Please pull out every line of the items below that contains the word "window" and copy each of those lines in full.

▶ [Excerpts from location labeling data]
==========
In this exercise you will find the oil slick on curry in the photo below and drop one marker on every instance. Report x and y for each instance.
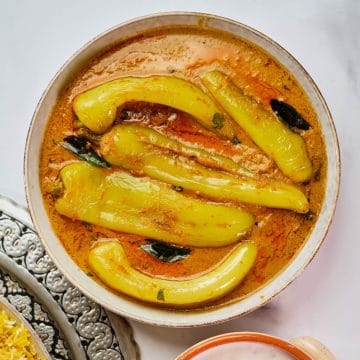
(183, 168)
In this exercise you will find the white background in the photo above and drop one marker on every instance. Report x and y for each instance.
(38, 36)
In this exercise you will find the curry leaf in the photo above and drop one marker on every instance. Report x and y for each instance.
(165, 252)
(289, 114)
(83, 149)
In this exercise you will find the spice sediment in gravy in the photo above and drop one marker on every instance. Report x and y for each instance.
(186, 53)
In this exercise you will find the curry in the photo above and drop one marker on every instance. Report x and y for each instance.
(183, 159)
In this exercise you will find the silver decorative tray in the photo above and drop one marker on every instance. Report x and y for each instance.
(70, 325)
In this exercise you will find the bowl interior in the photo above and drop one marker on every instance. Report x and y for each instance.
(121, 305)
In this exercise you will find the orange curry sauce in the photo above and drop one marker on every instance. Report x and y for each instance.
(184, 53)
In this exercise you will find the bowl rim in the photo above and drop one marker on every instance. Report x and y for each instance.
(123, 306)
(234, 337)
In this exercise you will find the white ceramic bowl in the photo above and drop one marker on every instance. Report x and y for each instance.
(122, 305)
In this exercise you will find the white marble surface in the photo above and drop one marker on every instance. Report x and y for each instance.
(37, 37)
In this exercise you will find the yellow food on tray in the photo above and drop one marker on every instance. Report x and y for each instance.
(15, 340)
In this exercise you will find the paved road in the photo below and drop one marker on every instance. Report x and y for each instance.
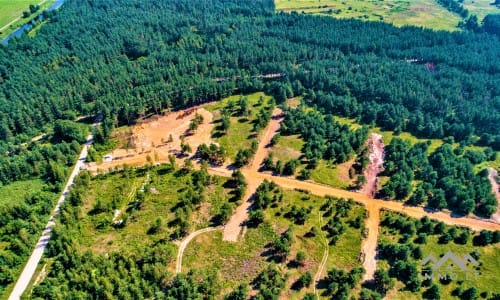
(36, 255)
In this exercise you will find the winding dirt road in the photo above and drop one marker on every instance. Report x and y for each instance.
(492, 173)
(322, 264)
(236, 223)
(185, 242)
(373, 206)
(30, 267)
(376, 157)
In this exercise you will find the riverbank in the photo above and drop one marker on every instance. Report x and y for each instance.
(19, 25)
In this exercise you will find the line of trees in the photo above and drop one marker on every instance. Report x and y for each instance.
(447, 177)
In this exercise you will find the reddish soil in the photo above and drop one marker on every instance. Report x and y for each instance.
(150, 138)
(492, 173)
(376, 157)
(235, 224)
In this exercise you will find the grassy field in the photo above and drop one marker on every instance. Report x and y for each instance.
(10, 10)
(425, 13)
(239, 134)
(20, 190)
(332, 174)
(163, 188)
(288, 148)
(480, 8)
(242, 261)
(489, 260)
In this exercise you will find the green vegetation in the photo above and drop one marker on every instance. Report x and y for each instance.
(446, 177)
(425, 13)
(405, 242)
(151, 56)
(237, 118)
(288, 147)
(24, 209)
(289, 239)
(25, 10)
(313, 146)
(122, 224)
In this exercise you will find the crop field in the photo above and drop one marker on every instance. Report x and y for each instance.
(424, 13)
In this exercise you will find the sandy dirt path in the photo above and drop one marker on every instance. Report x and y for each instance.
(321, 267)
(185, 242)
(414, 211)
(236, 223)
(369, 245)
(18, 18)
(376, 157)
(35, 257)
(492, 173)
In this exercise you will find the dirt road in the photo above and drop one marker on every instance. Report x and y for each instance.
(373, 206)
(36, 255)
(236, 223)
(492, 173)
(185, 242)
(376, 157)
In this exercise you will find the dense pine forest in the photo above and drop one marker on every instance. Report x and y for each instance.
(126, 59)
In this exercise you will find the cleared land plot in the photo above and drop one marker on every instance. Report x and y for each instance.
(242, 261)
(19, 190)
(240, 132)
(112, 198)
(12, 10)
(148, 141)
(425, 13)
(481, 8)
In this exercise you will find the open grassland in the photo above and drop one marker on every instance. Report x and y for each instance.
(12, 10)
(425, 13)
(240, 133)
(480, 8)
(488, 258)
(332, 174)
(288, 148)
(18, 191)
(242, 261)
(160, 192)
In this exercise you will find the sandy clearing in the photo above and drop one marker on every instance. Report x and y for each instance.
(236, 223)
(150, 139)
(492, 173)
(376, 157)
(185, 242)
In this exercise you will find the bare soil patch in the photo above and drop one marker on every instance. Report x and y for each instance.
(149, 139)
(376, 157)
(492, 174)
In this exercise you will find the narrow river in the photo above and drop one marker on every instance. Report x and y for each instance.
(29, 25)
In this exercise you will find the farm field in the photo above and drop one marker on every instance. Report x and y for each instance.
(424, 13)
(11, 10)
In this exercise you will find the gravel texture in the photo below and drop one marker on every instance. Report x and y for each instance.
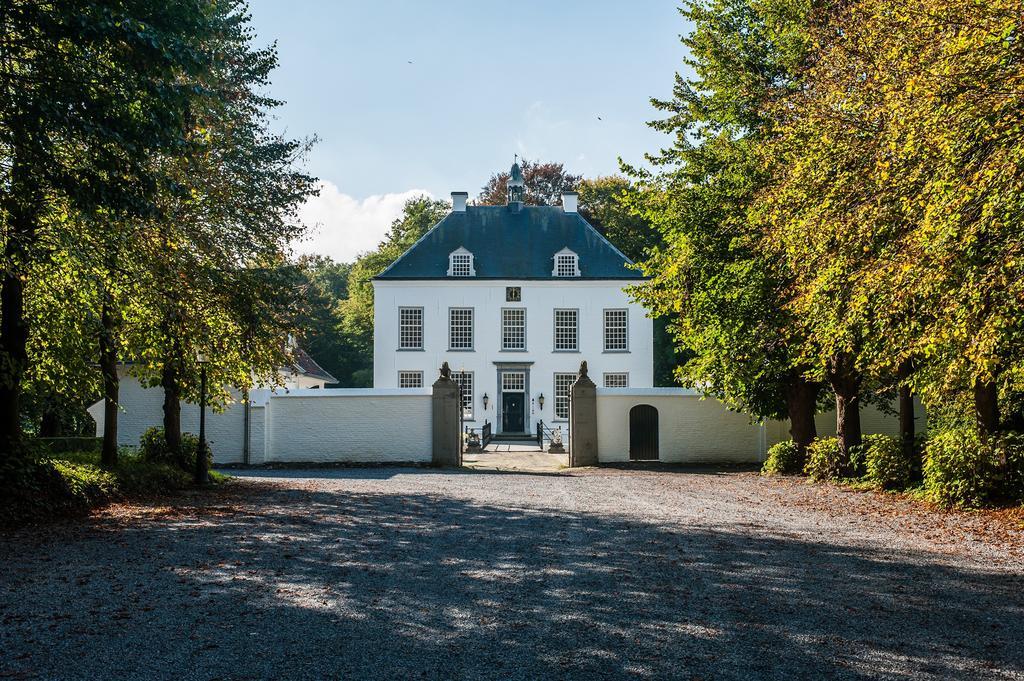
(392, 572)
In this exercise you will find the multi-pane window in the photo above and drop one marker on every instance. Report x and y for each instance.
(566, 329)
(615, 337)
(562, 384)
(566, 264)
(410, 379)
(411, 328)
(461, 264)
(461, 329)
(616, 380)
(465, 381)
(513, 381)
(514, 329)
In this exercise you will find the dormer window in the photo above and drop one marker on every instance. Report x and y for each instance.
==========
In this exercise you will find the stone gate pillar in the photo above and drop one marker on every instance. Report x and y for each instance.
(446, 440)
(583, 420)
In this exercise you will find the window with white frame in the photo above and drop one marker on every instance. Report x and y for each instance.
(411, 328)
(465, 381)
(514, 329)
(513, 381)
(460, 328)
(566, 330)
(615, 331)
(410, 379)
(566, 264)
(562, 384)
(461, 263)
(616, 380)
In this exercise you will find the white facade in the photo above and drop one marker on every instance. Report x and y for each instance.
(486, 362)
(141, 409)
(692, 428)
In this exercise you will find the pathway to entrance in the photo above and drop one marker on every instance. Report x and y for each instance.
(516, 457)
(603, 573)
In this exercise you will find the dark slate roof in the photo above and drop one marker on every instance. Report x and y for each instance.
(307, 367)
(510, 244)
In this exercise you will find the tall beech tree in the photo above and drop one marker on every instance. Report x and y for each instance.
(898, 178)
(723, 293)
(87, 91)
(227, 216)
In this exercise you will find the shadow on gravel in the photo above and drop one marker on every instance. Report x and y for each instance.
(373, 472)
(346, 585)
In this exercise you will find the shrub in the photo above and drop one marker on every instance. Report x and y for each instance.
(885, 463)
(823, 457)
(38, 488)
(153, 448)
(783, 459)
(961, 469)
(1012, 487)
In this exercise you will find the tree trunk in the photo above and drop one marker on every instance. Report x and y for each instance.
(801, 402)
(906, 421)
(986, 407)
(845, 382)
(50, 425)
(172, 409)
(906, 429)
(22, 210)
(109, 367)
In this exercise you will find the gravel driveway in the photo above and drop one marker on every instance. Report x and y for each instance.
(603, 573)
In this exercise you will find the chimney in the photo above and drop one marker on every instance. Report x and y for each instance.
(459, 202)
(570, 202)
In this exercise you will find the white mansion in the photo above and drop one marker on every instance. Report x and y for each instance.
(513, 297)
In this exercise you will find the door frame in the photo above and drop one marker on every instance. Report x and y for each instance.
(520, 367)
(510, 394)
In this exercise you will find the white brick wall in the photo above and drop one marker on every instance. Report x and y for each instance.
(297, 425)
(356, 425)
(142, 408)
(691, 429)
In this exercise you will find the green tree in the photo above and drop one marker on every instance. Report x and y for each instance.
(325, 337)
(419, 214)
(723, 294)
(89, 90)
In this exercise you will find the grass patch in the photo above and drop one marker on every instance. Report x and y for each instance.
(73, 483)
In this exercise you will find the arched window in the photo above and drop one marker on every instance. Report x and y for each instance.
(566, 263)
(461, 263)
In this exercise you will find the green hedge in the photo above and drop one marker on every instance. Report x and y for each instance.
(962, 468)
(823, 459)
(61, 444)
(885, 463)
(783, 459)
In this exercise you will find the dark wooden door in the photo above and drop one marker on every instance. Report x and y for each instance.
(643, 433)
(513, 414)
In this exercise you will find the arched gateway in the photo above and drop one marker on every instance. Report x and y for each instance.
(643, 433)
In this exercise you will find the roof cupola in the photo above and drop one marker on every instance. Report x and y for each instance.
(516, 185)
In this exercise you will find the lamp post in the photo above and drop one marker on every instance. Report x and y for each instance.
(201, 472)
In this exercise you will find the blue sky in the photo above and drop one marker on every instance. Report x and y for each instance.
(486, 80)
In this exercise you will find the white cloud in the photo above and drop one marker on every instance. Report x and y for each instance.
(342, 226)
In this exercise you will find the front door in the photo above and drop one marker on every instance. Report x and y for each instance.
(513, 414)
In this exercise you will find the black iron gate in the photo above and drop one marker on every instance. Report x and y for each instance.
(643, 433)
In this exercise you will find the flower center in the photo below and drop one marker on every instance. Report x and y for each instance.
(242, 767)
==========
▶ [TASK SOLUTION]
In this exercise you will find the multi-pane window in the photo above and drop one marker on every instance. Report x and y for each instance.
In this exercise you will find the dormer window in the photo above and drop one marker on every instance. Report x and y for each instance.
In this exercise you will find the window with white frame in the photo above and drop one marker on every instance. Report x and y for each instance.
In this exercise you will find the arched window in the photo above and drop one marker on every instance. Report x and y for each instance.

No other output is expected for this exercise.